*REQUEST:*
Copy the lines below without changing anything.

────────────────

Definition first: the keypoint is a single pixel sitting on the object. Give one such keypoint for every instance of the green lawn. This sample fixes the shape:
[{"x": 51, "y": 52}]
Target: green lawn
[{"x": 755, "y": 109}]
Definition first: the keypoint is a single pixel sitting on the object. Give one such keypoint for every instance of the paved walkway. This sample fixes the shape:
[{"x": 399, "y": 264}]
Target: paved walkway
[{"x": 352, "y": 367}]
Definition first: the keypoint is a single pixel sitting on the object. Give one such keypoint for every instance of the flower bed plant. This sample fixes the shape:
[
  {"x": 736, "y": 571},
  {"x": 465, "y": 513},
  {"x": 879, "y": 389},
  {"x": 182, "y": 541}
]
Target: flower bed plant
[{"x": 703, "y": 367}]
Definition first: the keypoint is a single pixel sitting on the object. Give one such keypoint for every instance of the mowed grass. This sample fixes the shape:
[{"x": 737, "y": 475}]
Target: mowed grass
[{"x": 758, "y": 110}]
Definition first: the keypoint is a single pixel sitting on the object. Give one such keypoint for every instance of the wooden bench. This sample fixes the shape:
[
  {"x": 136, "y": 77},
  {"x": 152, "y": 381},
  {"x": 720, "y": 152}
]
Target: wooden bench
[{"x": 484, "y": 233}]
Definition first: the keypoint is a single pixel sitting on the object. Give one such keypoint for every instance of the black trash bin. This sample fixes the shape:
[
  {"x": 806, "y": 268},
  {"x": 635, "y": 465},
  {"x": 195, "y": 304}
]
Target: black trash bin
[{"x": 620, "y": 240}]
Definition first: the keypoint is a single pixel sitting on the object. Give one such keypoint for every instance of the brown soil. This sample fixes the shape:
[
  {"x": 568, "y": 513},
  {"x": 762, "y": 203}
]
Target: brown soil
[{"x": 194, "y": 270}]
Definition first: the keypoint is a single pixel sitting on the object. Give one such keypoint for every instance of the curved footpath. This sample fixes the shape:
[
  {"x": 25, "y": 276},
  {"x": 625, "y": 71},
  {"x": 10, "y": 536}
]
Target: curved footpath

────────────────

*TASK SOLUTION:*
Definition first: the keypoint is a single pixel sitting on the object. Give one such keypoint for every instance of the green lawn. This sample fixes the shape:
[{"x": 51, "y": 52}]
Target: green lawn
[{"x": 755, "y": 109}]
Definition first: the keypoint is a single pixel sitting on the object. Give one such keypoint for every instance of the paved walkway. This sample fixes the shape:
[{"x": 399, "y": 264}]
Target: paved walkway
[{"x": 352, "y": 367}]
Definition first: the keypoint is a single pixel sitting on the object. Give one such keypoint for every instance of the flower bed plant. This sample fixes the shape:
[
  {"x": 736, "y": 571},
  {"x": 465, "y": 513},
  {"x": 879, "y": 389},
  {"x": 182, "y": 541}
]
Target: flower bed plant
[{"x": 703, "y": 367}]
Definition first: the keypoint is a single pixel sitting on the object. Give one such keypoint for every instance of the mowed grass. This sample fixes the shape:
[{"x": 737, "y": 475}]
Target: mowed grass
[{"x": 758, "y": 110}]
Definition first: the keypoint is a single pixel sitting on the object. Give one such keypoint for every instance of the wooden bench. This sample fixes the shape:
[
  {"x": 136, "y": 77},
  {"x": 152, "y": 381},
  {"x": 720, "y": 152}
]
Target: wooden bench
[{"x": 484, "y": 233}]
Definition first: the keypoint is a single pixel sitting on the object. Give one such keypoint for every instance of the black trash bin. This sample fixes the shape:
[
  {"x": 806, "y": 268},
  {"x": 635, "y": 465},
  {"x": 195, "y": 304}
]
Target: black trash bin
[{"x": 620, "y": 240}]
Definition first: the keypoint is a single pixel sitting on the object. Give one such keypoint for every instance of the brown soil. This sample fixes the shape:
[
  {"x": 568, "y": 513},
  {"x": 762, "y": 203}
]
Target: brown soil
[{"x": 194, "y": 270}]
Definition first: the keypoint is a single pixel sitting on the object. Give one such keypoint for every instance of the curved footpath. This sample fixes the shape:
[
  {"x": 25, "y": 276},
  {"x": 625, "y": 71},
  {"x": 10, "y": 536}
]
Target: curved footpath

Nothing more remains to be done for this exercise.